>>>>
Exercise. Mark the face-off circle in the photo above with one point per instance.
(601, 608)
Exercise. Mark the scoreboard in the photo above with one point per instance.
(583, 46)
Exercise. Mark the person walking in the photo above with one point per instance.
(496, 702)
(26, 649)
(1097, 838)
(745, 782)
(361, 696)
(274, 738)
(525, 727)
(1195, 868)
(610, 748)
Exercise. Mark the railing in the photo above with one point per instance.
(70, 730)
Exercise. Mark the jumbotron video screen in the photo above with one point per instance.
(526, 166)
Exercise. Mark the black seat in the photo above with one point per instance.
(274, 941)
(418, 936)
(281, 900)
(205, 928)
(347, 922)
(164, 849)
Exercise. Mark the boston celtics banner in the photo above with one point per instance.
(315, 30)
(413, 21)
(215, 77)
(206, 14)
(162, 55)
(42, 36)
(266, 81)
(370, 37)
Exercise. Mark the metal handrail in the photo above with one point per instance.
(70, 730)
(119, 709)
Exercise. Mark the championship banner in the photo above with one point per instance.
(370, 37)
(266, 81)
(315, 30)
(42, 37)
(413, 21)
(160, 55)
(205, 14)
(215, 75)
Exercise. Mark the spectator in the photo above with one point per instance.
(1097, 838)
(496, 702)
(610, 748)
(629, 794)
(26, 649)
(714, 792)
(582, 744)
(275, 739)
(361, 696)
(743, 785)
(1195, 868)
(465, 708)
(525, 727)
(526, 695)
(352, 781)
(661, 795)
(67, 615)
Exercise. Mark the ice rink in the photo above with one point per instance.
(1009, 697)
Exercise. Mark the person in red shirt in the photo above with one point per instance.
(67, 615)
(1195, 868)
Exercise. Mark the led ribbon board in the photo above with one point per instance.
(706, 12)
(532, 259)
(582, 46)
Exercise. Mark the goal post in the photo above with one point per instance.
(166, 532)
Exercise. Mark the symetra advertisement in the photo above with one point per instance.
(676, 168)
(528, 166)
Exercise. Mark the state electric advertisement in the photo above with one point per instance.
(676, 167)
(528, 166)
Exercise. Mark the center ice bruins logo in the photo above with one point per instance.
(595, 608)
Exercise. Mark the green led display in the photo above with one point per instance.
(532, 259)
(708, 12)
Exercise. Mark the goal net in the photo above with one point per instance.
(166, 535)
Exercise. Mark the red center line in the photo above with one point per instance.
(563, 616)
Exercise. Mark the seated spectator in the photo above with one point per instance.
<<<<
» GOAL:
Lay out every line of the listing above as a Markdown table with two columns, "Row" for the row number and "Listing line" for the line itself. Leave out any blank lines.

» FINAL ANSWER:
| Row | Listing line |
|---|---|
| 1 | Exercise. Mark the face-off circle in the photo above with one point per instance. |
| 2 | (601, 608) |
| 3 | Exercise. Mark the scoreboard in the photo above with one point per instance. |
| 4 | (583, 46) |
| 5 | Exercise. Mark the person walking in the photo above with one point per instance. |
| 6 | (496, 702) |
| 7 | (26, 649) |
| 8 | (1097, 838) |
| 9 | (745, 782) |
| 10 | (361, 696) |
| 11 | (274, 738) |
| 12 | (525, 727) |
| 13 | (1195, 868) |
| 14 | (610, 748) |
| 15 | Exercise. Mark the railing in the photo above with one point per instance. |
| 16 | (70, 730) |
| 17 | Exercise. Mark the jumbotron video screen in the photo above with one point per instance. |
| 18 | (526, 166) |
| 19 | Exercise. Mark the black seat in the photo above with one point per instance. |
| 20 | (274, 941) |
| 21 | (418, 936) |
| 22 | (281, 900) |
| 23 | (205, 928) |
| 24 | (347, 922) |
| 25 | (164, 849) |
| 26 | Exercise. Mark the boston celtics banner in the photo above with one point per instance. |
| 27 | (315, 30) |
| 28 | (413, 21) |
| 29 | (215, 77) |
| 30 | (206, 14) |
| 31 | (162, 55) |
| 32 | (42, 36) |
| 33 | (266, 81) |
| 34 | (370, 37) |
| 35 | Exercise. Mark the metal handrail in the photo above with one point per instance. |
| 36 | (70, 730) |
| 37 | (119, 709) |
| 38 | Exercise. Mark the championship banner in the photo above with one point per instance. |
| 39 | (370, 37) |
| 40 | (266, 81) |
| 41 | (315, 30) |
| 42 | (42, 37) |
| 43 | (413, 21) |
| 44 | (160, 55) |
| 45 | (205, 14) |
| 46 | (215, 75) |
| 47 | Exercise. Mark the spectator in the photo above with one point per instance. |
| 48 | (1097, 838) |
| 49 | (496, 702) |
| 50 | (610, 748) |
| 51 | (629, 794) |
| 52 | (26, 649) |
| 53 | (714, 792) |
| 54 | (582, 744) |
| 55 | (275, 739) |
| 56 | (361, 696) |
| 57 | (743, 785) |
| 58 | (1195, 868) |
| 59 | (465, 708) |
| 60 | (525, 727) |
| 61 | (526, 695) |
| 62 | (352, 781) |
| 63 | (661, 795) |
| 64 | (67, 615) |
| 65 | Exercise. Mark the ice rink in the photo above with one point per instance. |
| 66 | (1009, 697) |
| 67 | Exercise. Mark the person in red shirt in the photo above with one point per instance. |
| 68 | (67, 615) |
| 69 | (1195, 868) |
| 70 | Exercise. Mark the led ribbon board in the photo above with one point per instance. |
| 71 | (706, 12) |
| 72 | (532, 259) |
| 73 | (582, 46) |
| 74 | Exercise. Mark the goal post in the photo above with one point per instance. |
| 75 | (166, 532) |
| 76 | Exercise. Mark the symetra advertisement in the photo above with one point per instance. |
| 77 | (676, 168) |
| 78 | (528, 166) |
| 79 | Exercise. Mark the state electric advertisement in the photo above with one point per instance. |
| 80 | (676, 167) |
| 81 | (528, 166) |
| 82 | Exercise. Mark the center ice bruins logo in the photo above with one point per instance. |
| 83 | (595, 608) |
| 84 | Exercise. Mark the green led display in the photo above with one point per instance. |
| 85 | (532, 259) |
| 86 | (708, 12) |
| 87 | Exercise. Mark the goal net in the photo above with one point per instance. |
| 88 | (166, 535) |
| 89 | Exercise. Mark the red center line in the photo above with one point per instance. |
| 90 | (563, 616) |
| 91 | Exercise. Mark the seated spectator in the photo above with one point per instance. |